Give back, unchanged, each line from the one containing "For this drill the class indicates the denim" through the last line of the entries below.

[Dataset rows on where objects appear]
· · · ·

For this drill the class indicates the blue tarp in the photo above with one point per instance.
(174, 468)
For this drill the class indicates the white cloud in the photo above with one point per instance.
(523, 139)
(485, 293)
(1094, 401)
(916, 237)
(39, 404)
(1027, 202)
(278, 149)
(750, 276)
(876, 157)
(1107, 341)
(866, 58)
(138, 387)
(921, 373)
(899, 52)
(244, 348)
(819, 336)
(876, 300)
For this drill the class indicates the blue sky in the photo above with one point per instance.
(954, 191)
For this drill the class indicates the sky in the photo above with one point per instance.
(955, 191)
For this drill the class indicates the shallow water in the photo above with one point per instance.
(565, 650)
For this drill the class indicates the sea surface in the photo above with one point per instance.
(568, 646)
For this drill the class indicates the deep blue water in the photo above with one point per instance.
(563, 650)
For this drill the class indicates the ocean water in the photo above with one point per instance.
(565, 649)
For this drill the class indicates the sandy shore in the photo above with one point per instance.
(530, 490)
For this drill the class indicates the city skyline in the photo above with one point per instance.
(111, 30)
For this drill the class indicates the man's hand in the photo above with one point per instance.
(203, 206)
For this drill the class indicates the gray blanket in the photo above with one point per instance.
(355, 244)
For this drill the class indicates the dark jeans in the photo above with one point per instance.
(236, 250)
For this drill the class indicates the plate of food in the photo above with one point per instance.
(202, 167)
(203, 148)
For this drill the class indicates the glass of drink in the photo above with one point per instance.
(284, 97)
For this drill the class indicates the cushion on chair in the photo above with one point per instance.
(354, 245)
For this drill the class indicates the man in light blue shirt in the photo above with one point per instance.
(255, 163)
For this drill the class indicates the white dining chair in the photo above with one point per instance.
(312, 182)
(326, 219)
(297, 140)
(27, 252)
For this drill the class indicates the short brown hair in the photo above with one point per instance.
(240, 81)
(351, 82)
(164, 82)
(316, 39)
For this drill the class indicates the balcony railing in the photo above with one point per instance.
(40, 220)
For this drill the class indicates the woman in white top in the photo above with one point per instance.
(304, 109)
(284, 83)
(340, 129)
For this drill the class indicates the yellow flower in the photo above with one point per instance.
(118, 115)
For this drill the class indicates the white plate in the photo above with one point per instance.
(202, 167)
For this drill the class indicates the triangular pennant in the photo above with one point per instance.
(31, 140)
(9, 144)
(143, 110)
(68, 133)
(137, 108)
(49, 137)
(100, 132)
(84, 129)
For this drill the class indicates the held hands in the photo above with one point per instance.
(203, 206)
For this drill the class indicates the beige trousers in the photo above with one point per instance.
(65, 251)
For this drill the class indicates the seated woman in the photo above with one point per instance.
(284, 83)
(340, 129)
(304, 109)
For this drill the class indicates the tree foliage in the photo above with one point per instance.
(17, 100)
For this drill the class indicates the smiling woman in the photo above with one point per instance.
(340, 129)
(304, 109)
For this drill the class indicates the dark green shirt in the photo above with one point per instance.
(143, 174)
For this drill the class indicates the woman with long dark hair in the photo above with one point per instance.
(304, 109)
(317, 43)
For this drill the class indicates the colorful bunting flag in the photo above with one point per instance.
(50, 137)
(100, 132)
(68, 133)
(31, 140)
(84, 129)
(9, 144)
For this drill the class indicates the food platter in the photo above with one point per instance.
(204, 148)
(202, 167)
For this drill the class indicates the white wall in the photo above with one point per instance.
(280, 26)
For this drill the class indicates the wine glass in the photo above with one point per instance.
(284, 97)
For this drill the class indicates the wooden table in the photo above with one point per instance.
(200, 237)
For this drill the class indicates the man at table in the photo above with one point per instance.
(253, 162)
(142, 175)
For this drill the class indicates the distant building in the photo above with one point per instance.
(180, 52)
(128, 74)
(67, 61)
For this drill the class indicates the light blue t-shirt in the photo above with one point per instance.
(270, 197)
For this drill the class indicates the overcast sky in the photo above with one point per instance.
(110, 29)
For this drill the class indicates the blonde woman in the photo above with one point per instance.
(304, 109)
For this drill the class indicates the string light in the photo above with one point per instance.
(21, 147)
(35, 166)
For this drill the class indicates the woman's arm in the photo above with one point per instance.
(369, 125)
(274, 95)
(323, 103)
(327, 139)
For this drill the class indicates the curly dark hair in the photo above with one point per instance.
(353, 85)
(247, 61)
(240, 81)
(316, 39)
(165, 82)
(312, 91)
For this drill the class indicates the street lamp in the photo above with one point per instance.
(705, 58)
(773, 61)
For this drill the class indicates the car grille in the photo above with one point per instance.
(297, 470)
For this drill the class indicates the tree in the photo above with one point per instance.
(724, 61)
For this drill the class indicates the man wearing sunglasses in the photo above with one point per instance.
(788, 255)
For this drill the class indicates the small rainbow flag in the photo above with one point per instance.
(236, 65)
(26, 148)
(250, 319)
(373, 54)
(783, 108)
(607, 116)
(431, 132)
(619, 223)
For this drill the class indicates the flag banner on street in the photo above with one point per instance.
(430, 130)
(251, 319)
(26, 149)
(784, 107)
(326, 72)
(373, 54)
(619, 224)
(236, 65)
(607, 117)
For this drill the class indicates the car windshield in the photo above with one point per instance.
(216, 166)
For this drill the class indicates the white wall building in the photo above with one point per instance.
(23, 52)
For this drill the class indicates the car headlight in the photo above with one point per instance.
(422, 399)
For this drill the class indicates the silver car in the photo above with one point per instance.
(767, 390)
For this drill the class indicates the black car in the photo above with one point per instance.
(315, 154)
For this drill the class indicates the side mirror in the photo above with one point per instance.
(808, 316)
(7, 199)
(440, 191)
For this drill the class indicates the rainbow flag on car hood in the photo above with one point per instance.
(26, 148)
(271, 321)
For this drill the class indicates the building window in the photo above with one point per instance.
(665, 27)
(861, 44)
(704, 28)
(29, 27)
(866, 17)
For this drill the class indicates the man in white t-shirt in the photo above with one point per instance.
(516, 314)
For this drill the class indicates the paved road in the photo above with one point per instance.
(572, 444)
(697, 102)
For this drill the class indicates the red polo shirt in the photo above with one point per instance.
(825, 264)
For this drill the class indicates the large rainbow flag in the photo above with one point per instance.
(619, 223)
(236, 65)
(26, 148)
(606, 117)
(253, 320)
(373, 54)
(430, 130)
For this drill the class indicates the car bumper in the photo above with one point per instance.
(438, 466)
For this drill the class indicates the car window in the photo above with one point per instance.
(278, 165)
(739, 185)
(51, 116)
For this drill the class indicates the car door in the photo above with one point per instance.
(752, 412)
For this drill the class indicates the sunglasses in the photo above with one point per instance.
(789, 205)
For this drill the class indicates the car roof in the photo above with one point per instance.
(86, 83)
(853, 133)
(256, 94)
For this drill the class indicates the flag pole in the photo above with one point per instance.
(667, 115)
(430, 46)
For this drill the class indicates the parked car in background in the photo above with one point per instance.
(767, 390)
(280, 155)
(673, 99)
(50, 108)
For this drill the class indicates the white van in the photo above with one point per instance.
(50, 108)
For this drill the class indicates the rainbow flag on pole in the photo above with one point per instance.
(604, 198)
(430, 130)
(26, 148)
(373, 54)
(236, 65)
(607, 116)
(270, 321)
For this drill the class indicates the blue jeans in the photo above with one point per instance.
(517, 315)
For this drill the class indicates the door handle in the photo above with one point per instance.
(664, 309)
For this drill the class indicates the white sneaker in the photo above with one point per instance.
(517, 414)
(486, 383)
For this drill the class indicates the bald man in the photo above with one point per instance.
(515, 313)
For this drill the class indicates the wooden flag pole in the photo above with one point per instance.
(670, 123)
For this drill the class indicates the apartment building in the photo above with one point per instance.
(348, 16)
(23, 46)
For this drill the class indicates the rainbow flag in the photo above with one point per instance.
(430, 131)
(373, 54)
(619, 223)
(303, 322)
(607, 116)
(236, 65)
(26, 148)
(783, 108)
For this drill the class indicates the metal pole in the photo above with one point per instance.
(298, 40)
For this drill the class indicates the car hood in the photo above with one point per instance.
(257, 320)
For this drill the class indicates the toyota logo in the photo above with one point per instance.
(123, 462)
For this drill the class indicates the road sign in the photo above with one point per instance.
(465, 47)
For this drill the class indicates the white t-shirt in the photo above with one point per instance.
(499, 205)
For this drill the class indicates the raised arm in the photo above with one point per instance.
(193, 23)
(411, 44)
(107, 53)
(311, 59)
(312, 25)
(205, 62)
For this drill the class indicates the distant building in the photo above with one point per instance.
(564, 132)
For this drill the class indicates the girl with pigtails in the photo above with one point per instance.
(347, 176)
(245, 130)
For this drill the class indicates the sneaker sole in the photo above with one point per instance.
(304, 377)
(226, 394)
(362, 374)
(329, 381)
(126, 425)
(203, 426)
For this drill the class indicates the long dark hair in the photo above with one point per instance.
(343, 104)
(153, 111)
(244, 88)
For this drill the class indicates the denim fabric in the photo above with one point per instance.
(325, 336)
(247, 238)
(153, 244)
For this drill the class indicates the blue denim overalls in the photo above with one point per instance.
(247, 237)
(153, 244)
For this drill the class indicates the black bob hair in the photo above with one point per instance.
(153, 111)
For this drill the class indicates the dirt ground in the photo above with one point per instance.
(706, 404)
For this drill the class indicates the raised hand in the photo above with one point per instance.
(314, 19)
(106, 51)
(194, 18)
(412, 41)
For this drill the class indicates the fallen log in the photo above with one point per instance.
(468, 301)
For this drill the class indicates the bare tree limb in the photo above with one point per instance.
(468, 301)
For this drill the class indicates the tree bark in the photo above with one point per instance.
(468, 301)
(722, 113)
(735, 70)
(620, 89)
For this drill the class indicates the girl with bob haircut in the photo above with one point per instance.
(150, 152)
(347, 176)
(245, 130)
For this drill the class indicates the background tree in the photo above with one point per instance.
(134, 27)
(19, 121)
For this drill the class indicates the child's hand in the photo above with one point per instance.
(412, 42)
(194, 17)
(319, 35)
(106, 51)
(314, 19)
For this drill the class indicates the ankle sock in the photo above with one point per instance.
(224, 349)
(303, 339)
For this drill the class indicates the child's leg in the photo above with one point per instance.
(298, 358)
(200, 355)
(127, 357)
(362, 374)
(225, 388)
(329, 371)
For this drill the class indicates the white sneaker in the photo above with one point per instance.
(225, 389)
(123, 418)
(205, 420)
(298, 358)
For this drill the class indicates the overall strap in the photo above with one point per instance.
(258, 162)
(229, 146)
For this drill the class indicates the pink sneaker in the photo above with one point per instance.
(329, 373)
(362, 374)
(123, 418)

· · · ·

* Answer *
For this drill the class indicates the denim fabric in the photo above with one point per instance.
(325, 336)
(247, 238)
(153, 244)
For this drill the class indicates the blue denim overalls in the photo above with one point per instance.
(247, 237)
(153, 244)
For this drill the class indicates the black bob hair in the photo above with one point per instance.
(153, 111)
For this drill the class indicates the dirt ground in the photo above with one point per instance.
(706, 404)
For this drill the class indicates the raised hand in the photo above with one point per instance.
(314, 19)
(106, 51)
(194, 18)
(412, 41)
For this drill the class indicates the fallen log in the photo above with one point per instance.
(468, 301)
For this drill the class indicates the bare tree limb in the photo above with one point per instance.
(468, 301)
For this drill the class indicates the tree bark in the photo above with one point per instance.
(468, 301)
(722, 113)
(735, 70)
(620, 89)
For this drill the class indicates the girl with bob haircut in the photo above with one point per instance.
(150, 152)
(347, 176)
(245, 130)
For this drill the class indicates the background tree in the photo above with one point per instance.
(134, 27)
(19, 121)
For this drill the class indicates the child's hand in the photo above with one point per instance.
(412, 42)
(194, 17)
(319, 35)
(106, 51)
(314, 19)
For this drill the class indicates the ankle sock in the photo above with one point per instance.
(224, 349)
(303, 339)
For this drill the class indicates the child's leg in the photo above with one point per instance.
(298, 358)
(200, 355)
(127, 357)
(362, 374)
(225, 388)
(329, 371)
For this drill the class indicates the white sneaker in the photo above with one point per instance.
(225, 389)
(123, 418)
(205, 420)
(298, 358)
For this drill the class indicates the overall strap in the photo above with one point per instance.
(258, 162)
(229, 146)
For this drill the class indicates the pink sneaker in the photo above with one point per instance.
(329, 373)
(362, 374)
(123, 418)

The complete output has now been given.